Task brief: A word-for-word restatement of every record is required.
Segment Start: Material for this exercise
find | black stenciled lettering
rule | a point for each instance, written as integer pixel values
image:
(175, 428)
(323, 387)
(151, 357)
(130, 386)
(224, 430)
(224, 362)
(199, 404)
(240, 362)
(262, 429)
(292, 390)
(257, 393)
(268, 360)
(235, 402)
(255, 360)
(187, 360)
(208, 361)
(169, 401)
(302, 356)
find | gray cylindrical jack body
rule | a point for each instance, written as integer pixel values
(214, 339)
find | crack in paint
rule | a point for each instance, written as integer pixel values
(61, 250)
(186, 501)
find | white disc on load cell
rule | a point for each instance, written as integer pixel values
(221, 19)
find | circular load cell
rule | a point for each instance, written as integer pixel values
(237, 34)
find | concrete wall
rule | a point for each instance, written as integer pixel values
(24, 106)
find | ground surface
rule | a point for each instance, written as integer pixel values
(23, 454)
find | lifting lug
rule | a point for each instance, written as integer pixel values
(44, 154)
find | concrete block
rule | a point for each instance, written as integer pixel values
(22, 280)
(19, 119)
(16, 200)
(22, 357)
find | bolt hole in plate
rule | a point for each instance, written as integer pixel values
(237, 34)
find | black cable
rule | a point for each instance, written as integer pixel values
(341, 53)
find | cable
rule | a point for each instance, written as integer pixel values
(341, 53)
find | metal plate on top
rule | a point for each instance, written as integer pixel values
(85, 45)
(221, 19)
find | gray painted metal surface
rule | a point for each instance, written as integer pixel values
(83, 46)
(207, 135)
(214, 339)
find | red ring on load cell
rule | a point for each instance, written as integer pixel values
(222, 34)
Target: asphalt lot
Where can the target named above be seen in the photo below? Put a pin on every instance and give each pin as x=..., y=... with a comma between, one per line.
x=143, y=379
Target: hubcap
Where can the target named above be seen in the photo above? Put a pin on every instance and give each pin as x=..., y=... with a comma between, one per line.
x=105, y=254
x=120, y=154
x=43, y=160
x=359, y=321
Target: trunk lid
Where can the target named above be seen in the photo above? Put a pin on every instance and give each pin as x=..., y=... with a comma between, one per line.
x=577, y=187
Segment End: Material for this exercise
Task output:
find | black stenciled lettering
rule | a point for each instance, written as integer pixel values
image:
(175, 428)
(323, 387)
(151, 357)
(130, 386)
(224, 430)
(224, 362)
(199, 404)
(240, 362)
(262, 429)
(292, 390)
(257, 393)
(268, 360)
(235, 402)
(255, 360)
(187, 360)
(208, 361)
(169, 401)
(302, 356)
find | gray cylindrical jack body
rule | a point for each instance, written as integer pixel values
(214, 339)
find | crack in paint
rule | a point for each instance, written as integer pixel values
(61, 250)
(186, 501)
find | white disc on load cell
rule | a point for each instance, written as integer pixel values
(221, 19)
find | circular load cell
rule | a point for each instance, written as integer pixel values
(237, 34)
find | concrete wall
rule | a point for each instance, written as integer pixel values
(24, 106)
find | ground surface
rule | a point for each instance, written as integer pixel values
(23, 454)
find | lifting lug
rule | a point for each instance, written as integer pixel values
(44, 154)
find | concrete block
rule | a point for each instance, written as integer pixel values
(22, 280)
(19, 119)
(16, 200)
(22, 357)
find | bolt hole in plate
rule | a point for each instance, written as integer pixel values
(237, 34)
find | black cable
rule | a point for each instance, written as integer pixel values
(341, 53)
find | cable
rule | a point for each instance, written as integer pixel values
(341, 53)
find | metal plate on top
rule | a point for each instance, written as integer pixel values
(85, 45)
(221, 19)
find | gray painted metal surface
rule | a point for each instance, written as integer pixel values
(83, 46)
(207, 135)
(214, 339)
find | red ring on load cell
rule | a point for each instance, written as integer pixel values
(222, 34)
Target: asphalt lot
Where can the target named above be seen in the photo below? Put a pin on every instance and give each pin as x=..., y=... with a comma between, one per line.
x=143, y=379
Target: hubcap
Where can the target named above be seen in the photo above? Put a pin on every instance and give each pin as x=..., y=... with a comma between, one per line.
x=105, y=254
x=120, y=154
x=43, y=160
x=359, y=321
Target: trunk lid
Where can the target named above be seen in the photo above? Put a pin on every instance and give each pin as x=..., y=... with a comma between, one per line.
x=577, y=187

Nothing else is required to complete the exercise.